Exercise directions - Could you return every line of the material below verbatim, with no changes?

+++ Material to process

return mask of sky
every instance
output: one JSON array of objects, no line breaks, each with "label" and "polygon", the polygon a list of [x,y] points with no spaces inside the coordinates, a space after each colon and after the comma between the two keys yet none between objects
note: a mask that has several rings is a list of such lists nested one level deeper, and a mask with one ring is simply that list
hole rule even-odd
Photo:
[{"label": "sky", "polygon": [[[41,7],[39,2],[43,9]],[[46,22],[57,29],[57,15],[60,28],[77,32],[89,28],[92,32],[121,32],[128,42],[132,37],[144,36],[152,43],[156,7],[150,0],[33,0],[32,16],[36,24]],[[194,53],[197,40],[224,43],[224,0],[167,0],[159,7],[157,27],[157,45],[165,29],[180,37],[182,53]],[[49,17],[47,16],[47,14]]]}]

++++++

The solution -
return mask of sky
every instance
output: one JSON array of objects, no line breaks, each with "label" and "polygon", the polygon a list of [x,y] points with no spaces inside the coordinates, a space after each colon and after the comma between the two keys yet none between objects
note: a mask that has several rings is a list of such lists nested one level deeper, and a mask with one ring is simply that list
hole rule even-odd
Photo:
[{"label": "sky", "polygon": [[[41,7],[39,2],[43,9]],[[46,22],[57,29],[57,15],[60,28],[77,32],[89,28],[92,32],[121,32],[128,42],[132,37],[144,36],[152,43],[156,7],[150,0],[33,0],[32,16],[36,24]],[[194,53],[197,40],[224,43],[224,0],[167,0],[159,7],[157,27],[157,45],[165,29],[180,37],[182,53]],[[49,17],[47,16],[47,14]]]}]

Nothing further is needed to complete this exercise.